| name | regex-pattern-builder |
| description | Builds and explains regex patterns from natural language, tests patterns, and provides examples. Use when user asks to "create regex", "regex pattern", "match pattern", "validate email/phone", or "regex help". |
| allowed-tools | Read, Write |
Regex Pattern Builder
Creates regex patterns from natural language descriptions, explains existing patterns, and helps test and debug regex.
When to Use
- "Create a regex to match emails"
- "Regex pattern for phone numbers"
- "How do I match URLs"
- "Explain this regex"

**Given problem 1:**
Answer these questions from the regex builder page, one line each:
(a) Which tools is it allowed to use?
(b) Besides creating patterns, what does it do with existing ones?
(c) What example request under "When to Use" concerns URLs?
**Given problem 2:**
Using the regex builder page's description, state in one or two sentences when the tool is meant to be used.
**Given problem 3:**
Summarize the regex builder page in two sentences.

**Entries supplied:**
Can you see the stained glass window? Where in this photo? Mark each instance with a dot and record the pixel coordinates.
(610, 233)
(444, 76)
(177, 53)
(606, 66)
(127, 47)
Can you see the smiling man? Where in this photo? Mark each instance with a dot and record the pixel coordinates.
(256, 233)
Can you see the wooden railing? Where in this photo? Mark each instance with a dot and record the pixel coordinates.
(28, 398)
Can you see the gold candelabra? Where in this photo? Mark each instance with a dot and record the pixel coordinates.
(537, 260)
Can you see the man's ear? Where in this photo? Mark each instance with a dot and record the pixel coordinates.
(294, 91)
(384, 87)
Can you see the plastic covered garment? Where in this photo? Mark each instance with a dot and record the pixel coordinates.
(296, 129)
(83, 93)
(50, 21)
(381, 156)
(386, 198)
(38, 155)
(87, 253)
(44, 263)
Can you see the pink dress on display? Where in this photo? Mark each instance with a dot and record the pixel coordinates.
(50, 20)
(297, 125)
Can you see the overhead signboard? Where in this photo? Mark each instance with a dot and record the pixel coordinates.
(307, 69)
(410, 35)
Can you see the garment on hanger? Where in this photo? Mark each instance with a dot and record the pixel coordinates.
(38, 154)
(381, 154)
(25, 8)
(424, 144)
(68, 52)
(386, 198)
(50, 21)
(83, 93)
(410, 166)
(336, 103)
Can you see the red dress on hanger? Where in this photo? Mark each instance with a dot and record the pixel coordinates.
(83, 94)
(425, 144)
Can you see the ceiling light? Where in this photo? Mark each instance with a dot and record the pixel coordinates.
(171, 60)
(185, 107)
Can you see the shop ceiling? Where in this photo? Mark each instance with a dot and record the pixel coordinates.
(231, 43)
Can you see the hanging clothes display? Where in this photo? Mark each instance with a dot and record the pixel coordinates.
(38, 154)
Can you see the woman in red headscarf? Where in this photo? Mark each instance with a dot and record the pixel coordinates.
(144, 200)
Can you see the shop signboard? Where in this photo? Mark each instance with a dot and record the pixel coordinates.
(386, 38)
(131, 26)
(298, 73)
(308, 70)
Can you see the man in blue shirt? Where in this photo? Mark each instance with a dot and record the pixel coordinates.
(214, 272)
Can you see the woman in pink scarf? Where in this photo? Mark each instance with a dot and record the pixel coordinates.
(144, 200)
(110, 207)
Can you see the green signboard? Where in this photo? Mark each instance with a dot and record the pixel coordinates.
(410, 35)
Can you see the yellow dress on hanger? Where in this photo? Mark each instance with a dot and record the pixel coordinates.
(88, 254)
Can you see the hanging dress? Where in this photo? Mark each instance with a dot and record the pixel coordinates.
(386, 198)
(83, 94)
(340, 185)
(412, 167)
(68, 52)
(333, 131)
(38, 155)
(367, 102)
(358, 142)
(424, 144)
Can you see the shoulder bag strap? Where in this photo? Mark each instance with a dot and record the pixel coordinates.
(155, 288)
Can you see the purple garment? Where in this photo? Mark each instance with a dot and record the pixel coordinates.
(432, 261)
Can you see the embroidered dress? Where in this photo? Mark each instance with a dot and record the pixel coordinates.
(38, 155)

**Response 1:**
(a) Read and Write.
(b) It explains existing patterns.
(c) "How do I match URLs"

**Response 2:**
It is meant to be used when a user asks to "create regex," for a "regex pattern," to "match pattern," to "validate email/phone," or for "regex help."

**Response 3:**
The regex pattern builder creates regex patterns from natural language descriptions, explains existing patterns, helps test and debug regex, and may use the Read and Write tools. It is meant for requests such as creating a regex to match emails, building a pattern for phone numbers, matching URLs, or explaining a regex.